▸ **Information given**
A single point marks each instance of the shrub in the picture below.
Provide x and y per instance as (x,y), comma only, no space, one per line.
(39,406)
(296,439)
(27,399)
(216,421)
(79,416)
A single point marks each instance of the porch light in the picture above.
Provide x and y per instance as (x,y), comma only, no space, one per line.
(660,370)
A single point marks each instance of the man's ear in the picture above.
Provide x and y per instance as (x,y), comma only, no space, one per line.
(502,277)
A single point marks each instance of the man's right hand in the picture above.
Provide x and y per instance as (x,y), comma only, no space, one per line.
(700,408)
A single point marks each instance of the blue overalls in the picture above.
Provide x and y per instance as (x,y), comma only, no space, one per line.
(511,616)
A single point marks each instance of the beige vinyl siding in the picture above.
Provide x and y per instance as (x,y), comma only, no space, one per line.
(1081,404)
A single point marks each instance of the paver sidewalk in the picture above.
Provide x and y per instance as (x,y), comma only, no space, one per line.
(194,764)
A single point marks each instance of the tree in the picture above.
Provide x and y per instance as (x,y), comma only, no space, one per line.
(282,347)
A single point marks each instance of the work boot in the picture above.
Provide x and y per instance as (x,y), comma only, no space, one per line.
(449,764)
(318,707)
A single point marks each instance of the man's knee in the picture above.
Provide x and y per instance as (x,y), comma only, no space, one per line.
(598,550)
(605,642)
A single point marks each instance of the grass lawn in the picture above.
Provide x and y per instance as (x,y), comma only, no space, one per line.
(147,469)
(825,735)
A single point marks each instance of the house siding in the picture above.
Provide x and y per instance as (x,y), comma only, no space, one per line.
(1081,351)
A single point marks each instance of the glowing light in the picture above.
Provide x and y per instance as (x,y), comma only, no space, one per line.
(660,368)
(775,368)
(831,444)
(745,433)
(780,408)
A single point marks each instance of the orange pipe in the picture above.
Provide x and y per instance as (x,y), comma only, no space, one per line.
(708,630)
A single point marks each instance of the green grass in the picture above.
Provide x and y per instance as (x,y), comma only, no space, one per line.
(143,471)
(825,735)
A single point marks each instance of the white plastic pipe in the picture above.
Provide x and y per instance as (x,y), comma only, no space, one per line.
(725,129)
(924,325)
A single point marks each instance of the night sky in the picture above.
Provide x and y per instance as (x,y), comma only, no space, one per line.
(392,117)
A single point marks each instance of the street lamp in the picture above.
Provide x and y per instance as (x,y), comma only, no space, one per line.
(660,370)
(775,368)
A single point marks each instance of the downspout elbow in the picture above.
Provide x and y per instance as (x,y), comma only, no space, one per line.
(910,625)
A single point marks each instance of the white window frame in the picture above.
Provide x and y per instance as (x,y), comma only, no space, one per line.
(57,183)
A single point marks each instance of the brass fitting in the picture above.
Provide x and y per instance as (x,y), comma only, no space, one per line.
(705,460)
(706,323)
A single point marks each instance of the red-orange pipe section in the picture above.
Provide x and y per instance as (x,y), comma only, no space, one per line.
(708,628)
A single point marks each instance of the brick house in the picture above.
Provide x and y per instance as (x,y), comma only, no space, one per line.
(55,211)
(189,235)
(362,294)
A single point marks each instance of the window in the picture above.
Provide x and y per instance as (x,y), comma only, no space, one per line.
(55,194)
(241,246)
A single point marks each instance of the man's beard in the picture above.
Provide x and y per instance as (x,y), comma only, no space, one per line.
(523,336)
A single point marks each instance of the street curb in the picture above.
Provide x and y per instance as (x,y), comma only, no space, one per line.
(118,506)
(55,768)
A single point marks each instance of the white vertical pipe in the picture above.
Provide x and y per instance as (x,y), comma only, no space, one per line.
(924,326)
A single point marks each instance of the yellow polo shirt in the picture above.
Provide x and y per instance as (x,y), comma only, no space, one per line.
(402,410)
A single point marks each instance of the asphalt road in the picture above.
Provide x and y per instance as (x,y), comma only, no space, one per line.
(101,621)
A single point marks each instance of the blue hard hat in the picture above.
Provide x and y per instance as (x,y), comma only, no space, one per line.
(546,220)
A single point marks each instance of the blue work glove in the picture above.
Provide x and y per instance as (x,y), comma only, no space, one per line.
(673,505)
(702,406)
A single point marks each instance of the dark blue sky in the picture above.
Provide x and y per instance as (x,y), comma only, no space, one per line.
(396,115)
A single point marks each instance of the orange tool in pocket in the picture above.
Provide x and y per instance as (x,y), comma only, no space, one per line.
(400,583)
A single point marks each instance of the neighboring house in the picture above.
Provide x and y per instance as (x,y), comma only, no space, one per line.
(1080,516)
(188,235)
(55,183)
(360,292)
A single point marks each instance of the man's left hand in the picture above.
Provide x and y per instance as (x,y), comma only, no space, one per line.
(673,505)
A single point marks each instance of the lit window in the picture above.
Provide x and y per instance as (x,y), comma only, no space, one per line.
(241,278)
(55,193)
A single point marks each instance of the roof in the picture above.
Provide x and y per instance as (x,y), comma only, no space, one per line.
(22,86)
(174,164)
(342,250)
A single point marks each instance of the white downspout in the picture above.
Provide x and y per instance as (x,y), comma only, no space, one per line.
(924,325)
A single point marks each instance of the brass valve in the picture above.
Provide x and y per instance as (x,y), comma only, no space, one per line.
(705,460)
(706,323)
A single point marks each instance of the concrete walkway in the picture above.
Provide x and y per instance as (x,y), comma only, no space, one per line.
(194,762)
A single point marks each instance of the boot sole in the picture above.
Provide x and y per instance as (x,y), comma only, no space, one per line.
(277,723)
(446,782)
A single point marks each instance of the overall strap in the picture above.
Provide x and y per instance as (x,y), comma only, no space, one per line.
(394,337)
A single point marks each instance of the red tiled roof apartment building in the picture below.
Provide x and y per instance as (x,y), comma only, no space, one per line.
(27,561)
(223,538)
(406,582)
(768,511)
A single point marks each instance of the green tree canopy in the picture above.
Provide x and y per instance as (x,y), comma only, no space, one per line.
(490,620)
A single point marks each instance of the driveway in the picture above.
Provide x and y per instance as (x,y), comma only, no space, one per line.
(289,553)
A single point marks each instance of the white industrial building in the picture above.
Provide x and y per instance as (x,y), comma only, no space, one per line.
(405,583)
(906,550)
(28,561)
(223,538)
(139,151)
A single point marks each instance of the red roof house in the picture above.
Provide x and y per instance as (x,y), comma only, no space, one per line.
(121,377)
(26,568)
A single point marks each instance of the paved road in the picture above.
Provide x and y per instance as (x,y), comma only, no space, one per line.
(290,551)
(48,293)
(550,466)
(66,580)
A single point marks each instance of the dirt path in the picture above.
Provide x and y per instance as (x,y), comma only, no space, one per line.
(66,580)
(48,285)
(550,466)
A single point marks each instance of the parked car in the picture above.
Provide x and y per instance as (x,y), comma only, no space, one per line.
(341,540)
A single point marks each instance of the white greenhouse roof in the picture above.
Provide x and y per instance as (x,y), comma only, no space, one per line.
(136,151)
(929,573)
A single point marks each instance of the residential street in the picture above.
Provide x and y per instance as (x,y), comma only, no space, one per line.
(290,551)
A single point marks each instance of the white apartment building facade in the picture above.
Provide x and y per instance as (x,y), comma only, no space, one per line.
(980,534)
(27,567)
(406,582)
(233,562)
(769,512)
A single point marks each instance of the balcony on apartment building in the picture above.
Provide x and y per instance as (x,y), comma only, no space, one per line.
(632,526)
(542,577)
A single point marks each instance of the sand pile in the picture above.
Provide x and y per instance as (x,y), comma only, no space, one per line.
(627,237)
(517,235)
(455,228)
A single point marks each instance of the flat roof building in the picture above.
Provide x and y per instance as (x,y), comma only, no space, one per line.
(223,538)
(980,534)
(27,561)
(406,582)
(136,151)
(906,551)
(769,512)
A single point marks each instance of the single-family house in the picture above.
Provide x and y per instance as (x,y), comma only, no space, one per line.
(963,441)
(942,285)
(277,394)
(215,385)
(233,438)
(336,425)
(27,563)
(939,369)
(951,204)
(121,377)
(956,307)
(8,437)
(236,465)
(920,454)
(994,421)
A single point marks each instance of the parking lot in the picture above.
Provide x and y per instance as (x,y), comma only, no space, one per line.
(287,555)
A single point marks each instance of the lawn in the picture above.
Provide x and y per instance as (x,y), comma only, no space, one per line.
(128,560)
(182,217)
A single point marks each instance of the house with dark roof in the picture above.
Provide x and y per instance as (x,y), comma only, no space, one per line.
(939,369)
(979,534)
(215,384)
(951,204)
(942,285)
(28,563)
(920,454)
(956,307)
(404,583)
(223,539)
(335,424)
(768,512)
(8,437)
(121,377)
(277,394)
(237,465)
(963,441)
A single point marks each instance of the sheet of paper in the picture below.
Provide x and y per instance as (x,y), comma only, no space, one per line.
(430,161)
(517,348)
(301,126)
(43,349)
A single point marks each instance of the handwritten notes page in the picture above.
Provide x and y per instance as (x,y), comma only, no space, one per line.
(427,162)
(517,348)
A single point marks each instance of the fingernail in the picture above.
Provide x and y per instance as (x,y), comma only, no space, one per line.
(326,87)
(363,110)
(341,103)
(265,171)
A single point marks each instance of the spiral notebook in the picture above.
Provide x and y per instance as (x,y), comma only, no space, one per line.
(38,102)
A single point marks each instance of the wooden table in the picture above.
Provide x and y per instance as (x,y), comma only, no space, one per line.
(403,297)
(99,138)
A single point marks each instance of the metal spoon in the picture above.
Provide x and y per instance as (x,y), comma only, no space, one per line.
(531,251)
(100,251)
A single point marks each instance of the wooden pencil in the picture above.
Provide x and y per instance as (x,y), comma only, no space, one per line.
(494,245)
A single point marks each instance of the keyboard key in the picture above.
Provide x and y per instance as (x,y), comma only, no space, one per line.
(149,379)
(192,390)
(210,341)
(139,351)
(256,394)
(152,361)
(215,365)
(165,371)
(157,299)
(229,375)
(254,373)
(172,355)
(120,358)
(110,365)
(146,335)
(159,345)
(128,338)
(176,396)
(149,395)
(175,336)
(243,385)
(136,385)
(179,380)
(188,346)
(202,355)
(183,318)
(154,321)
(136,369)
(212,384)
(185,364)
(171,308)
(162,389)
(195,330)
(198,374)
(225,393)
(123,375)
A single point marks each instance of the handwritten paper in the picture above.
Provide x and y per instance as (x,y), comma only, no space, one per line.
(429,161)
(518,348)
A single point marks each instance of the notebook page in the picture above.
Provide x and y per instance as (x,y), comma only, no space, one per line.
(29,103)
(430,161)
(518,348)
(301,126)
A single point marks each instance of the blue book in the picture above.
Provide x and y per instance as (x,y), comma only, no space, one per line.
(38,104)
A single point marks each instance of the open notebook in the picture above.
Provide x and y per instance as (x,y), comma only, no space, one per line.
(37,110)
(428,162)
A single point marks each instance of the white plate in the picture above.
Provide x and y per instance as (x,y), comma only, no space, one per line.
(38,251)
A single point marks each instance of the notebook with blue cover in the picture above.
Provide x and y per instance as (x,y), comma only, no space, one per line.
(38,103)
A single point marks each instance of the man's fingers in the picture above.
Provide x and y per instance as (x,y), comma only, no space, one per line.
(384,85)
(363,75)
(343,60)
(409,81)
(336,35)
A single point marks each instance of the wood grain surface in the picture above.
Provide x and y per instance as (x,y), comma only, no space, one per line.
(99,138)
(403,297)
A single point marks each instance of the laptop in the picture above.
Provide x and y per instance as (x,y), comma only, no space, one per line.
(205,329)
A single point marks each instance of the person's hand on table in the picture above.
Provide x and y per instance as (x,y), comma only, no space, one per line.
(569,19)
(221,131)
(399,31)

▸ **What is needed**
Restate word for word the entries above from the line with "A single point marks each instance of the blue hard" through the line with "A single point marks each instance of the orange tool", inclusive, leaving out everything else.

▸ **Result**
A single point marks each instance of the blue hard hat in the picture above.
Provide x and y per instance as (x,y), comma only, no space, one per line.
(546,220)
A single point marks each instance of the blue work glove in the picture above.
Provide x and y per instance as (x,y), comma only, no space, one per line.
(673,505)
(702,406)
A single point marks each instance of the dark blue sky in the picture above.
Provide x and y per instance as (x,y), comma only, no space, one per line.
(396,115)
A single point marks each instance of the orange tool in pocket in the picture above.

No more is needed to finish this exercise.